## WHAT YOU HAVE TO DO
The entries follow. Print each one exactly.

<<<<

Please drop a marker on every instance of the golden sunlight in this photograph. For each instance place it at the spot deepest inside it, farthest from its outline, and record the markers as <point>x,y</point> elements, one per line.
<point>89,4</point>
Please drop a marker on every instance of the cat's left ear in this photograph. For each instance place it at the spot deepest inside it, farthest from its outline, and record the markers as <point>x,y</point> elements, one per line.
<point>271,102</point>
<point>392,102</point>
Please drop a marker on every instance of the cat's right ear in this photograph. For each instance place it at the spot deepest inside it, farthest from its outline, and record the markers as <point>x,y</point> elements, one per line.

>>>>

## EXERCISE RESPONSE
Please drop a marker on every instance of the golden sunlight in this photograph. For each instance place it at the spot deepest inside it, farthest from its outline, and record the markers as <point>x,y</point> elements, one per line.
<point>89,4</point>
Please drop a marker on every instance of the cat's left ear in this photograph. For each instance place it at the spot deepest inside it, farthest from its outline, and record the markers as <point>x,y</point> elements, one per line.
<point>271,102</point>
<point>392,102</point>
Please drop a marker on every instance of the cat's right ear in this photograph. For each instance place it at the spot deepest inside it, farthest from its outline, and record the markers as <point>x,y</point> elements, one per line.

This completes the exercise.